* **Page excerpt**:
In one scene, the camera shows Suchomel actually standing next to a display board allegedly showing the Treblinka camp layout, and holding a pointer stick picking out different locations in lecture style—an arrangement which is obviously highly unlikely for an interview which was supposedly not filmed.

There are other physical anomalies in the “confession”: although the viewer is expected to believe that Suchomel was not aware of the “hidden” camera in the bag, more than once he turns his head and looks directly into the camera.

However, when he adopts his (standing up) lecturer mode, and taps on the set-up board with the Treblinka map, the camera moves in to only a few inches away from the board, and clearly shows his pointer stick. It is far-fetched to believe that anyone holding a “hidden camera in a bag” could hold it so close to the board under such circumstances without being obvious.

The Suchomel “confession” in Claude Lanzmann’s Shoah film: made with at least four different camera angles, and not just the “one hidden camera in a bag” as claimed by the film producer.

Note also the distinctive distortion and horizontal stripe caused by filming off a TV screen. In fact, the curvature of the screen can be seen in the top left hand side of the first image.
Camera angle 1: Set up behind Lanzmann (left) and Suchomel (right).

Camera angle 2: Suchomel standing up, lecture-style, holding a pointer  next to a handily-set up board with a supposed map of Treblinka—a highly unlikely arrangement for an interview that was not even supposed to be filmed.
Camera angle 3: Suchomel and the “lecture board” –supposedly not to be filmed.
Camera angle 4: The camera moves to a few inches away from the “lecture board” and the tip of Suchomel’s pointer. It is impossible, as Lanzmann claimed, for one camera, hidden in a bag, to have produced all of these camera angles.

* **Source data**:
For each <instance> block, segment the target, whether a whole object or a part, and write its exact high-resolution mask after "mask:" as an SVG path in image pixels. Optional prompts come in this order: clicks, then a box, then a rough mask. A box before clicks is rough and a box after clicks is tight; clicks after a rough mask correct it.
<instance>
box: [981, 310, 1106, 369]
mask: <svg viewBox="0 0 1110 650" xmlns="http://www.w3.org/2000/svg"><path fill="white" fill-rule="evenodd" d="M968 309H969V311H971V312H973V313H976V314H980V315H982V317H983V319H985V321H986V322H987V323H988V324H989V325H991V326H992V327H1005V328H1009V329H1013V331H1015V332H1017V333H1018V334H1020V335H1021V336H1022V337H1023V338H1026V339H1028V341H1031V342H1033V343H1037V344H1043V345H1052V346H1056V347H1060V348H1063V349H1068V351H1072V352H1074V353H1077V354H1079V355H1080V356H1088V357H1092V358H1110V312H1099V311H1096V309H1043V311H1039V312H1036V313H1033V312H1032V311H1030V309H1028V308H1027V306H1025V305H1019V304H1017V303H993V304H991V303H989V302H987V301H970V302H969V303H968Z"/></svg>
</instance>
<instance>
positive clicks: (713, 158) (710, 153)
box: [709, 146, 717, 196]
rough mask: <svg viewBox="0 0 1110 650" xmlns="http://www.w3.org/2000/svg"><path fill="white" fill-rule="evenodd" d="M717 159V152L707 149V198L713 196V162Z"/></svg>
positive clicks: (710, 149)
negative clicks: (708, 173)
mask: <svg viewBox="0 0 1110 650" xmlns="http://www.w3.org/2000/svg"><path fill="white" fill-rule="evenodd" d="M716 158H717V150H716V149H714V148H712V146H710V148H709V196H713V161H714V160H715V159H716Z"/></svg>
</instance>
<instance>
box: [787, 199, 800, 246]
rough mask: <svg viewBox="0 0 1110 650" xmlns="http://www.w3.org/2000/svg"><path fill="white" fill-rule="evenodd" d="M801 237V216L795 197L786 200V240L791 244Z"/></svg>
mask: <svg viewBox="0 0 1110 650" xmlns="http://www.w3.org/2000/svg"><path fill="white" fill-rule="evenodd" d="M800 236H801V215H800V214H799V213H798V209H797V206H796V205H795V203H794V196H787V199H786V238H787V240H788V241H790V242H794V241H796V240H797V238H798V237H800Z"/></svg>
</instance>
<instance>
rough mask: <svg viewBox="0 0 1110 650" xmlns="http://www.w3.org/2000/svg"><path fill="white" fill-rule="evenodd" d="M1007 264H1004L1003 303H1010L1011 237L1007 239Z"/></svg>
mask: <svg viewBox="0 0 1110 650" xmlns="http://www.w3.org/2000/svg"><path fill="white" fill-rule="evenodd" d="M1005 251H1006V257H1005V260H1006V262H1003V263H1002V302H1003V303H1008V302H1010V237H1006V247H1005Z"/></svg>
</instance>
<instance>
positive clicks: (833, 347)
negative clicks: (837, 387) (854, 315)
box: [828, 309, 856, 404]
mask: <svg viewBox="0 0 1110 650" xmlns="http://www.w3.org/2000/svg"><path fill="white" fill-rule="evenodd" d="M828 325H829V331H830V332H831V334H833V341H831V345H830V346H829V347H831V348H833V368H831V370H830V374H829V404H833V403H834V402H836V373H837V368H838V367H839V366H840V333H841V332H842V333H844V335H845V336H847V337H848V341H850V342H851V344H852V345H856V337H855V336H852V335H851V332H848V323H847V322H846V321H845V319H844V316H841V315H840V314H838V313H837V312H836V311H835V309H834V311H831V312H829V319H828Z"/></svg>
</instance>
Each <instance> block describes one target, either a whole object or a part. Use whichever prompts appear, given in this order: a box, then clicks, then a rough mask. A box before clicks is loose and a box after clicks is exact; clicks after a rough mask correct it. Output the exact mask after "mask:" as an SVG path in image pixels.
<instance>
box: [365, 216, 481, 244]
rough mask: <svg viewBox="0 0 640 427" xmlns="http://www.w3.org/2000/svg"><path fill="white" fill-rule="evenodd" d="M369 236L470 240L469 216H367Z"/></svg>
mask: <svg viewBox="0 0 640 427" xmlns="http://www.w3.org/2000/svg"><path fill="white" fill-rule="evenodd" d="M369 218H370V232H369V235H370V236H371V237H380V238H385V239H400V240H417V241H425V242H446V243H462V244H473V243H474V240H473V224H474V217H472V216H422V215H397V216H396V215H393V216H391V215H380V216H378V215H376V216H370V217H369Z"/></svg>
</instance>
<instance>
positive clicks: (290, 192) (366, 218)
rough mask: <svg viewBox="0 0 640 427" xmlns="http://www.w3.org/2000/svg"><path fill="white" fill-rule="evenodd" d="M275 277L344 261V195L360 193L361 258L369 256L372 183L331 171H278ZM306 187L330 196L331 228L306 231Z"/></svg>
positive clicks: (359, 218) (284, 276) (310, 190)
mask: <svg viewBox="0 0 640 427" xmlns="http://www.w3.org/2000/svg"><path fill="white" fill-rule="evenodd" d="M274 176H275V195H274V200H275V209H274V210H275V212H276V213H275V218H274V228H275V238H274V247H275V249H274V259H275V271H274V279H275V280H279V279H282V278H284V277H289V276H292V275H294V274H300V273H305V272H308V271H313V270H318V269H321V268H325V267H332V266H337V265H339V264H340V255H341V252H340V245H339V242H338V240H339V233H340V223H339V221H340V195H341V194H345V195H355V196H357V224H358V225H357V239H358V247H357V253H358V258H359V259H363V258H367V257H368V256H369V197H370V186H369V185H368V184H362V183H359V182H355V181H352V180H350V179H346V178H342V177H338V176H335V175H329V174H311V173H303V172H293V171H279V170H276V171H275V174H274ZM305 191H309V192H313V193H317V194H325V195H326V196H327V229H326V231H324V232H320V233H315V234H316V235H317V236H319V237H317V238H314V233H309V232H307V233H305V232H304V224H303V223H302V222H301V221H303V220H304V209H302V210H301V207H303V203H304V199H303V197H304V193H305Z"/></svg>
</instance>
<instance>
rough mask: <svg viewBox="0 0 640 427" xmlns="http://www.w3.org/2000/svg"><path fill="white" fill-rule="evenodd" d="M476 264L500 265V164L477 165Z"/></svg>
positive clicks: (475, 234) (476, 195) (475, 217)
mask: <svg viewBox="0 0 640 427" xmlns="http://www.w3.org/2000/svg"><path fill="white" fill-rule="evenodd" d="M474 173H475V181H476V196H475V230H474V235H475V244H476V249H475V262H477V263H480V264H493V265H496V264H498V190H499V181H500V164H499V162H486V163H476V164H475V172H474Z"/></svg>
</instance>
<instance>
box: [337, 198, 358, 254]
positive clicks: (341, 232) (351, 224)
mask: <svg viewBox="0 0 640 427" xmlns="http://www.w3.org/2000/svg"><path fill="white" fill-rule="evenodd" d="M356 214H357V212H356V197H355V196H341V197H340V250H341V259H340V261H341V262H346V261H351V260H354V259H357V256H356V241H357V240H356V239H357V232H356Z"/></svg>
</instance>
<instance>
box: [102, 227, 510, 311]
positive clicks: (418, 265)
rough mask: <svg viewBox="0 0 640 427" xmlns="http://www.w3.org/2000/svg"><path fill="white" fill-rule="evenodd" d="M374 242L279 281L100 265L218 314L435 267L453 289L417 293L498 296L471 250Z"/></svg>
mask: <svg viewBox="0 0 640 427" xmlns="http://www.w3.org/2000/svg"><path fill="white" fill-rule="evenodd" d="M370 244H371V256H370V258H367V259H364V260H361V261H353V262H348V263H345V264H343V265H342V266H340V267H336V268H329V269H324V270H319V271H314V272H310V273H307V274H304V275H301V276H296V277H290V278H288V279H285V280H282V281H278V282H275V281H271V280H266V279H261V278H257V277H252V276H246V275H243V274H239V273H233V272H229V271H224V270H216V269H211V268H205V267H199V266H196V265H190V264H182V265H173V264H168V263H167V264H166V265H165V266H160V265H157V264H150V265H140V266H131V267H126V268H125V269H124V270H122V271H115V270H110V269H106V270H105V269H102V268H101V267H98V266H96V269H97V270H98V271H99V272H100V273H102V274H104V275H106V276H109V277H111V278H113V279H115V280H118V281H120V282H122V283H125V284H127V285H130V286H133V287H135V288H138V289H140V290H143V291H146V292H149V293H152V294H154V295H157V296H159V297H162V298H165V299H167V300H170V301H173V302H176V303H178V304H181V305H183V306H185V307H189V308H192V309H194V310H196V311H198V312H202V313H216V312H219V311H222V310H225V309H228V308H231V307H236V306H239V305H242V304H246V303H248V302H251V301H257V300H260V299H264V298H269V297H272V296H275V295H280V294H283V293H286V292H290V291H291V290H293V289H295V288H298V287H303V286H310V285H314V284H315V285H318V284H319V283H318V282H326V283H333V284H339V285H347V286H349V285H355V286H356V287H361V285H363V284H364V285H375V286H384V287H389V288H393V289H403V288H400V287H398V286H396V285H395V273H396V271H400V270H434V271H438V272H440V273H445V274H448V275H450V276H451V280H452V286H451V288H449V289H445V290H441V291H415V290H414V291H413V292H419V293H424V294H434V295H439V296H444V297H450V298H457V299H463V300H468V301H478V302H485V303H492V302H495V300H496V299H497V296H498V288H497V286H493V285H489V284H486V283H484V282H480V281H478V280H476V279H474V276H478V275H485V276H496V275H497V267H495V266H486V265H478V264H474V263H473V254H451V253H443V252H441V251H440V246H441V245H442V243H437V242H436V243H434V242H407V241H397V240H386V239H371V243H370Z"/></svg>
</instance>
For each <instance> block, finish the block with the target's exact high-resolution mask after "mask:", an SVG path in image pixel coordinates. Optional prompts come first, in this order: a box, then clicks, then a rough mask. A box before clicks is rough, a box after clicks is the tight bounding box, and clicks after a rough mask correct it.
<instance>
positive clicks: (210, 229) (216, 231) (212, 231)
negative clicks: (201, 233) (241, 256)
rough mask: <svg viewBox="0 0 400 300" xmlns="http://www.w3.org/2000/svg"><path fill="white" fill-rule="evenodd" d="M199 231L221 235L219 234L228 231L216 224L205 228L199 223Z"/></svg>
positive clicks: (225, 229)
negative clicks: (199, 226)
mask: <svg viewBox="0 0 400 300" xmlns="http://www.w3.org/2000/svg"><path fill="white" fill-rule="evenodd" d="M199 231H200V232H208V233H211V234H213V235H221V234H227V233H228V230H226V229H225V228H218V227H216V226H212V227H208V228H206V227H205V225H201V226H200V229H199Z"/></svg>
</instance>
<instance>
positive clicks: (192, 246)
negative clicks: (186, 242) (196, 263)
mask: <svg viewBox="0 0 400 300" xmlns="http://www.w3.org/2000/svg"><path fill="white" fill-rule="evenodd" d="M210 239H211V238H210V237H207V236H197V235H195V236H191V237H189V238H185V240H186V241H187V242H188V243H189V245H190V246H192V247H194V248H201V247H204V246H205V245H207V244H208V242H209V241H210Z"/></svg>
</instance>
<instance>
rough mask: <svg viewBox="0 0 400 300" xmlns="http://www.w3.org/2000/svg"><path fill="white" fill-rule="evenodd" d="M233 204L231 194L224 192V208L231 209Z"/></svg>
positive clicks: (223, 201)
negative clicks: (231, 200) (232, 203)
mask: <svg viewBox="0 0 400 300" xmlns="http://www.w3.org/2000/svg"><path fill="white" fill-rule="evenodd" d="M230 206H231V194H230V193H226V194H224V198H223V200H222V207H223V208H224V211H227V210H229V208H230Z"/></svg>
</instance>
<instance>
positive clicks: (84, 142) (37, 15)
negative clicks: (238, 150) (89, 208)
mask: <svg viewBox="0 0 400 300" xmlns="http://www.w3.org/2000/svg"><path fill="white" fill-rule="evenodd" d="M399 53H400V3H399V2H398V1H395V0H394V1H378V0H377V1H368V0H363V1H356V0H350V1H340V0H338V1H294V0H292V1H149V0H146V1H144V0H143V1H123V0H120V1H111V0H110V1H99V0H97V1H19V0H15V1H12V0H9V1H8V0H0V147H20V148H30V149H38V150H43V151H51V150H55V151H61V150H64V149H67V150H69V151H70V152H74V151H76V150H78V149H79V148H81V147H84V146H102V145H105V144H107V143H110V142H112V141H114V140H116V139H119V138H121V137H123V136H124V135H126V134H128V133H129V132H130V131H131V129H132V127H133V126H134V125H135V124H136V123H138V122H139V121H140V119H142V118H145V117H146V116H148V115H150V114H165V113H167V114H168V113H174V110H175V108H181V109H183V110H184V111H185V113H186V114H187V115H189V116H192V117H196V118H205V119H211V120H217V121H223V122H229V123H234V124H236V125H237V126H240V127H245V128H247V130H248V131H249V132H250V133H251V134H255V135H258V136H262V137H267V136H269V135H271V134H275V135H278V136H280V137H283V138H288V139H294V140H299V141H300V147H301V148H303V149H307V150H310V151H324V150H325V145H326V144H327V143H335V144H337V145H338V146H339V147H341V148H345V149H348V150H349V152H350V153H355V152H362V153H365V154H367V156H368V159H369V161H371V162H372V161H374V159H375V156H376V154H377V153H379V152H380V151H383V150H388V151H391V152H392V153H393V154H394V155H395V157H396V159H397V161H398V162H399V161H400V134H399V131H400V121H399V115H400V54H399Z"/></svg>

* **Exercise objective**:
Write out everything in the page excerpt from "However, when he" down to "without being obvious.".

* **Task output**:
However, when he adopts his (standing up) lecturer mode, and taps on the set-up board with the Treblinka map, the camera moves in to only a few inches away from the board, and clearly shows his pointer stick. It is far-fetched to believe that anyone holding a “hidden camera in a bag” could hold it so close to the board under such circumstances without being obvious.